The video is available in two versions, the official label release edit and the bootleg director's cut which is available only on Vimeo.

The video promo is currently unavailable on ITunes Store or the official Wretch 32 website.

The video can still be viewed on YouTube.

==Live performances==
Wretch 32 performed an acoustic version of "Forgiveness" on 17 October 2011 for SB.TV alongside featured artist Etta Bond and the LBC (Lonsdale Boys Club) – who also aided with backing vocals. The track was also performed by Wretch 32 and Delilah as part of a live session for BBC Radio 1Xtra's MistaJam on 18 October alongside tracks "Don't Be Afraid" and "Sane's The New Mad".

▬▬▬▬▬▬▬▬▬▬

Requests:
a) Set down the passage on the "Forgiveness" video and performances word for word, starting with "The video is" and going on through "viewed on YouTube.".
b) Take the text about the "Forgiveness" video and its live performances further, picking up right after its final sentence.

▬▬▬▬▬▬▬▬▬▬

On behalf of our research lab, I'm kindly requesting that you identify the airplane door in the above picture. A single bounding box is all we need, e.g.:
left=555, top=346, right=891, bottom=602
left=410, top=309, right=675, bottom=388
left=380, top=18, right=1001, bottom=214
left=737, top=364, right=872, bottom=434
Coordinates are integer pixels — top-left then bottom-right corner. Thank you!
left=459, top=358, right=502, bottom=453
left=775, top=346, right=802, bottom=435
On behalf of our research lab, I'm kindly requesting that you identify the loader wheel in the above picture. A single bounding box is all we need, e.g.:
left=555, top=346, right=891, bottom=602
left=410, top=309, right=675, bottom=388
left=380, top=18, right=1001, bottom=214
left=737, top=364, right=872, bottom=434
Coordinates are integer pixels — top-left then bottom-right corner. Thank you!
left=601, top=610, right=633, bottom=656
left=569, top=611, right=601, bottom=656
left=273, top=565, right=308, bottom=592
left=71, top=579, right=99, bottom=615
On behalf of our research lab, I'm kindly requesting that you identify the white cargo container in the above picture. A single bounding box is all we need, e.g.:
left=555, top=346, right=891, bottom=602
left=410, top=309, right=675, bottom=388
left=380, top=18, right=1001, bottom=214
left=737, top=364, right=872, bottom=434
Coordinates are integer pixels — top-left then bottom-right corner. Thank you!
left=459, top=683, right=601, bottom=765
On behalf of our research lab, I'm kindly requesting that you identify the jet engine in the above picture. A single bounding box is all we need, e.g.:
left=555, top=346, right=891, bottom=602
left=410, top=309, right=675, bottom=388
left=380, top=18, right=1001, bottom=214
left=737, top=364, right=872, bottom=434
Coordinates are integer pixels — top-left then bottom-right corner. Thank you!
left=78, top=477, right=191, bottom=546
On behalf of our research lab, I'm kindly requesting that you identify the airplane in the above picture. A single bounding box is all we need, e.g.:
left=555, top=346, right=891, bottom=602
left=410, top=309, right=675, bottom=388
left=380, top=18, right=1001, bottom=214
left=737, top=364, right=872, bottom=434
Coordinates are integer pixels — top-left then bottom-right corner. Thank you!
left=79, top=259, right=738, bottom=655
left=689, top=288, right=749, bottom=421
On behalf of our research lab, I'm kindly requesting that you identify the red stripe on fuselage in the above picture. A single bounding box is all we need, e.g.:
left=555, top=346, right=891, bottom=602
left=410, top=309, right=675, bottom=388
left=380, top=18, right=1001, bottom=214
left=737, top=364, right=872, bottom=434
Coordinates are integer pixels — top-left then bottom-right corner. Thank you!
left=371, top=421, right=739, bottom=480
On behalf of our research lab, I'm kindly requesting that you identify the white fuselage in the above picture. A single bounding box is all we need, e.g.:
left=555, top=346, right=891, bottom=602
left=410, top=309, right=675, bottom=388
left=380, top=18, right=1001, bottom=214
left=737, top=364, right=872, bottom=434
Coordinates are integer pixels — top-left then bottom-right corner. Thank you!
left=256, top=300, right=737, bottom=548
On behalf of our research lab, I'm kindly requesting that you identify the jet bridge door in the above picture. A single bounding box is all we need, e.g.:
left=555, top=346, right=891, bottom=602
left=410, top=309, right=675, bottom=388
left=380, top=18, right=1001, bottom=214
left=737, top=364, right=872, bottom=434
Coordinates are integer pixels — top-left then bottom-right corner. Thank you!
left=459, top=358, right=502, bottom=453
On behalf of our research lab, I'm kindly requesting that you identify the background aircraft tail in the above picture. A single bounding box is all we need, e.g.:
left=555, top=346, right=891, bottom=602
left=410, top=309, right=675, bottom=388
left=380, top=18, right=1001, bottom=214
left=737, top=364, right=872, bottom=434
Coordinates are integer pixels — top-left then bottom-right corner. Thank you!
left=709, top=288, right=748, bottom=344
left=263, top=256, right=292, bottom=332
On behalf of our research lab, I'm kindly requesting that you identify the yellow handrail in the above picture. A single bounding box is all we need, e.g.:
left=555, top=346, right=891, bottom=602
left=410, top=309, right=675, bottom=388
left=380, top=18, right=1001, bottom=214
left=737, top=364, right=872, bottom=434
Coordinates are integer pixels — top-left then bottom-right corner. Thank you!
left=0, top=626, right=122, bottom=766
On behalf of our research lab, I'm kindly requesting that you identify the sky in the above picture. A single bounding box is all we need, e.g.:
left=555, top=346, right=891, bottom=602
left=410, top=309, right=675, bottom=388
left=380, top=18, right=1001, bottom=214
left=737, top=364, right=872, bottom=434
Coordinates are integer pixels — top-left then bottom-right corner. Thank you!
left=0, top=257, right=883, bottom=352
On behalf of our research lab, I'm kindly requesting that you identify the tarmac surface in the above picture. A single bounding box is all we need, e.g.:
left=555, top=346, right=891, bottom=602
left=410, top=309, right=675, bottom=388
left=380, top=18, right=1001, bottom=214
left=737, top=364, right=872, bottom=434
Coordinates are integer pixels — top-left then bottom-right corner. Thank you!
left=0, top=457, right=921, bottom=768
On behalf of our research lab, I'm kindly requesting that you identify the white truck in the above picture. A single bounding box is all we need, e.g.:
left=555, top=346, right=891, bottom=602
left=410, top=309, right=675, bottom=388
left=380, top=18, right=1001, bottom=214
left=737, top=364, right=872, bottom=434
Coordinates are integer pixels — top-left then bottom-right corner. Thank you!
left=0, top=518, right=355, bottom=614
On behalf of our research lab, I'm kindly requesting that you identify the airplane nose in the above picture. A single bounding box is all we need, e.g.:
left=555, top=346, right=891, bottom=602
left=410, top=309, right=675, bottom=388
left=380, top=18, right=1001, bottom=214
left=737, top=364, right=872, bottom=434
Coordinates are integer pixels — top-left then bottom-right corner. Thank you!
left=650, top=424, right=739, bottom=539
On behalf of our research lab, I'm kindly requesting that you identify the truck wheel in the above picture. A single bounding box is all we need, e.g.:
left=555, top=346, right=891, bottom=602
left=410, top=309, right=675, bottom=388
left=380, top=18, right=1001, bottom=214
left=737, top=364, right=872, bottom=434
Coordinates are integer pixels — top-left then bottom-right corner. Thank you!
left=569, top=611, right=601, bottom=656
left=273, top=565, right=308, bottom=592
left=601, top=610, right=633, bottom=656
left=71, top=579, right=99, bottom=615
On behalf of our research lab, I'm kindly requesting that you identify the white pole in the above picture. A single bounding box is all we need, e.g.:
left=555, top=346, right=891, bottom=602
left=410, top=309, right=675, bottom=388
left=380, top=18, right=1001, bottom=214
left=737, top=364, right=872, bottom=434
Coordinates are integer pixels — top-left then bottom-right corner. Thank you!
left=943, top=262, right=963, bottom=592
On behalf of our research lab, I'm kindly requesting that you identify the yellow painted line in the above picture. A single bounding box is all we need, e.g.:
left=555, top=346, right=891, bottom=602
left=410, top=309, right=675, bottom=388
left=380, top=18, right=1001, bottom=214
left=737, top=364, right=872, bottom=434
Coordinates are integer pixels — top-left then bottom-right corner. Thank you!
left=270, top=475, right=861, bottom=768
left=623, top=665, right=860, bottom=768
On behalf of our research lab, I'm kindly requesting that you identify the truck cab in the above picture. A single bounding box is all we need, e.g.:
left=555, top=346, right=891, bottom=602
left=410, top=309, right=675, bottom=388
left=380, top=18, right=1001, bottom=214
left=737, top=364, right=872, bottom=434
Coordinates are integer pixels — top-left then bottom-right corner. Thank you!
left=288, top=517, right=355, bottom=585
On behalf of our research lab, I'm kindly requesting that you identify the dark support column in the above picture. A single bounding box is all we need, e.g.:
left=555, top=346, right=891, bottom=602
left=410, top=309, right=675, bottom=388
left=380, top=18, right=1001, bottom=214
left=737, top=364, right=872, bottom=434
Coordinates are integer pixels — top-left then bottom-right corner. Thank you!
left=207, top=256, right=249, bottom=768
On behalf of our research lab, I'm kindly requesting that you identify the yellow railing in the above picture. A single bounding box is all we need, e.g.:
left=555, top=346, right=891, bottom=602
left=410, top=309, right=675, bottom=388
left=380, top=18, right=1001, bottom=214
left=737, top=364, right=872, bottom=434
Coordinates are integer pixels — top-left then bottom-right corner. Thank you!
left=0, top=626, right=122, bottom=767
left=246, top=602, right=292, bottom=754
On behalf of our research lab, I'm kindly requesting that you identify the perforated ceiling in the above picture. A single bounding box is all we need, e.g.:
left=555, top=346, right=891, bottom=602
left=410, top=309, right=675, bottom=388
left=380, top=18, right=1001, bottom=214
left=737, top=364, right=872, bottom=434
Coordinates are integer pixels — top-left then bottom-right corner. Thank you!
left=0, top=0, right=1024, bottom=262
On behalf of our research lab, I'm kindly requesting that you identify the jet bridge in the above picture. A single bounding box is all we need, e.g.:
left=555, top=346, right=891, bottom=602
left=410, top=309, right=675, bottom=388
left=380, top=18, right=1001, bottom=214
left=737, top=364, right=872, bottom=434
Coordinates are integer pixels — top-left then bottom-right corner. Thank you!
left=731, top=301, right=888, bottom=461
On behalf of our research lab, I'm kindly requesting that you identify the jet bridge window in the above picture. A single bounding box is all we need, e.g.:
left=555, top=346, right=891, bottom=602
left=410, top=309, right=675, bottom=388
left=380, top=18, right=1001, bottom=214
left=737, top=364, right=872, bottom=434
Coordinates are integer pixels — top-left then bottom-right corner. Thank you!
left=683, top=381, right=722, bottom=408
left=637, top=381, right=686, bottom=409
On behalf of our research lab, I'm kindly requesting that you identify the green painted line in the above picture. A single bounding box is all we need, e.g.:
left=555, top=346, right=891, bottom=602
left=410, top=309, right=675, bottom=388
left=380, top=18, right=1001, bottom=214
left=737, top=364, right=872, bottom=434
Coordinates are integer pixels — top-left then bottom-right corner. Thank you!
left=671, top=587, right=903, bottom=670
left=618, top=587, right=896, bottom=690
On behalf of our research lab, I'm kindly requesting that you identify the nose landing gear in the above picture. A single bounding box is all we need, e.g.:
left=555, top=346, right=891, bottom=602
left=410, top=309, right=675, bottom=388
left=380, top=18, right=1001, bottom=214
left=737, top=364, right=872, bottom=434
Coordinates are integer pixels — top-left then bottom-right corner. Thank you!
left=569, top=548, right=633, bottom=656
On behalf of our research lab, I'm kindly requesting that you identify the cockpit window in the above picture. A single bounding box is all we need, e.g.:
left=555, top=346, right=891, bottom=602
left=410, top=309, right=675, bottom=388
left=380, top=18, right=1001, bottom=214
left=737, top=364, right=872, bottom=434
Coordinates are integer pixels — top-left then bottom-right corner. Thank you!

▬▬▬▬▬▬▬▬▬▬

Responses by task:
a)
The video is available in two versions, the official label release edit and the bootleg director's cut which is available only on Vimeo.

The video promo is currently unavailable on ITunes Store or the official Wretch 32 website.

The video can still be viewed on YouTube.

b)
==Track listing==

Digital download
| No. | Title | Length |
|---|---|---|
| 1. | "Forgiveness" | 3:38 |
| 2. | "Forgiveness" (Manhattan Clique Remix) | 7:52 |
| 3. | "Forgiveness" (S.P.Y. Remix) | 5:44 |
| 4. | "Forgiveness" (Todd Edwards Remix) | 6:26 |
| 5. | "Forgiveness" (Hatcha and Lost Remix) | 6:57 |
| 6. | "Forgiveness" (STINKAHBELL Remix) | 4:35 |

CD single
| No. | Title | Length |
|---|---|---|
| 1. | "Forgiveness" (Radio Edit) | 3:38 |
| 2. | "Forgiveness" (Manhattan Clique Radio Edit) | 3:46 |
| 3. | "Forgiveness" (Manhattan Clique Remix) | 7:53 |
| 4. | "Forgiveness" (S.P.Y. Remix) | 5:44 |
| 5. | "Forgiveness" (Todd Edwards Remix) | 6:26 |
| 6. | "Forgiveness" (Todd Edwards Dub Mix) | 6:15 |
| 7. | "Forgiveness" (Hatcha and Lost Remix) | 6:57 |
| 8. | "Forgiveness" (Hatcha and Lost Dub Mix) | 6:23 |
| 9. | "Forgiveness" (STINKAHBELL (Day) Remix) | 4:35 |
| 10. | "Forgiveness" (Instrumental Edit) | 3:39 |

==Personnel==
- Songwriting - Jermaine Scott, Timothy McKenzie
- Production - Timothy McKenzie
- Additional vocals - Etta Bond, Labrinth (album version)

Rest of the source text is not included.